Description of the task> Write out all of the records below precisely as given, omitting the images.

[Collected data entries]
==================================================

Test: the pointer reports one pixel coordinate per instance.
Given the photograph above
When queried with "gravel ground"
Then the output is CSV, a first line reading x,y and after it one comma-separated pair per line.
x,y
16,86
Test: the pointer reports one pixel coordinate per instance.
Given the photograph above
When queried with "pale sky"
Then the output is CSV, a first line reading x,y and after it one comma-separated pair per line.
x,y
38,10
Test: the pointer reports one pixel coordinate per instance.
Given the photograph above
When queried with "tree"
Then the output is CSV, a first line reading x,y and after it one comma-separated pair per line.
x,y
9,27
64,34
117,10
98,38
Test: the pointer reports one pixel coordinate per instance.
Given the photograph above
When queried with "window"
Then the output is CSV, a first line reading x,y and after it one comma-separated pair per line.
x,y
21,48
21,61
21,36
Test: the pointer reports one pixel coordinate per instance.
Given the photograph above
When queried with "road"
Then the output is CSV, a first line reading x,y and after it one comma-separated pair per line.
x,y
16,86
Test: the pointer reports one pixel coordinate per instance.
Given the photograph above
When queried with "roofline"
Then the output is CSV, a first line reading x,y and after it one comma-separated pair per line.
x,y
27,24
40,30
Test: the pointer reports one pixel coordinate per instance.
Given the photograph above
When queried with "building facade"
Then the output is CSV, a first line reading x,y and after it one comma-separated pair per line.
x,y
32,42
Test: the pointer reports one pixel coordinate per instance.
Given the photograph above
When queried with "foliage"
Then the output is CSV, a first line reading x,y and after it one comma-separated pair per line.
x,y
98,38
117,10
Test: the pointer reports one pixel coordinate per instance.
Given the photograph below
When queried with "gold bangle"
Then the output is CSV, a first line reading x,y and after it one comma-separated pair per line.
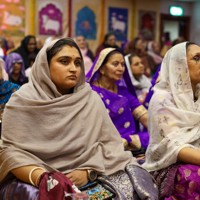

==================================================

Output for this exercise>
Test: the pointer reports one pixel coordinate per instance.
Given the photograph above
When queried with "gravel ground"
Then the output is CSV, a first line reading x,y and after it one comma-separated pair per line.
x,y
16,86
Test: the pointer reports one pixel coordinate per instance.
Given the photograph above
When queried with "pale sky"
Then the output is CSV, a first line reading x,y and after it one comma-separated pair per line.
x,y
38,10
Test: the pointer reports one pixel coordinate per instance.
Given the photograph above
When queried with "tree"
Then the output is CSV, a first line reading x,y and after it one comma-separated pair per line.
x,y
9,27
64,34
117,10
98,38
Test: the pointer reports one pixel coordinate per instance.
Given the photograph above
When queried with "window"
Then the output is CSV, a first line reading x,y and after it one comma-separated pair per line.
x,y
21,48
21,61
21,36
Test: the pointer reports one pixel coordinate per instance.
Given the photograph above
When queried with "road"
Then the output is CSV, a first line reading x,y and after it one comma-separated pair per line.
x,y
16,86
Test: the pointer reports one pixel coordinate per instance.
Given the photograph above
When queried with "roofline"
Then the output is CSV, a first line reading x,y and after it one comma-separated pair per line.
x,y
27,24
40,30
Test: the pointer reports one pixel coordinate per instance.
Given the photograph above
When queried with "building facade"
Then the output is CSV, a first line reading x,y and after it one comma-separated pair per line.
x,y
32,42
Test: the pointer reports one pixel coordinate per instance.
Given the photograph above
When queried with "foliage"
Then the output is CSV, a first line reading x,y and after it one comma-separated pair per line.
x,y
98,38
117,10
Test: the pointer reports one pixel coordinate per instance.
Given the photograph below
When queried with "gold bangle"
Then the output is CSV, a first line reading x,y and after it one comma-separated pair per line.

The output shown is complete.